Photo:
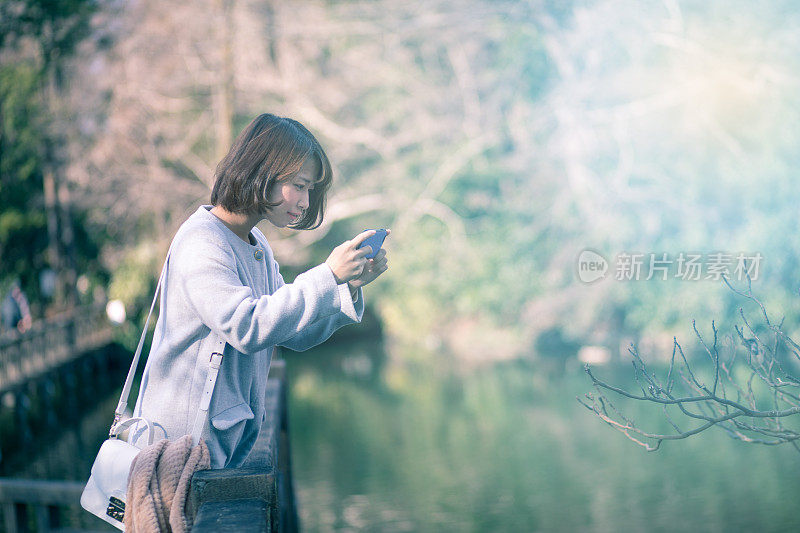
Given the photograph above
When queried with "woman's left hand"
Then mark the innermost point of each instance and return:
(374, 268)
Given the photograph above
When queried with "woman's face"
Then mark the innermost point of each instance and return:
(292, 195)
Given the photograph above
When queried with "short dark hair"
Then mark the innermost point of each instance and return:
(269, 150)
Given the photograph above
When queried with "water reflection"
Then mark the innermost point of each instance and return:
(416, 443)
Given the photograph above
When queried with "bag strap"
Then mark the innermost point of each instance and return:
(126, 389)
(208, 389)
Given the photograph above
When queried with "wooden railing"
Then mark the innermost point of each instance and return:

---

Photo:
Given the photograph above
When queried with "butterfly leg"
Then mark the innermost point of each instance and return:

§ **Directions for this task**
How many lines in the entries above contain the string "When"? Case counts. Reply with only the number.

§ **Completed exercise**
7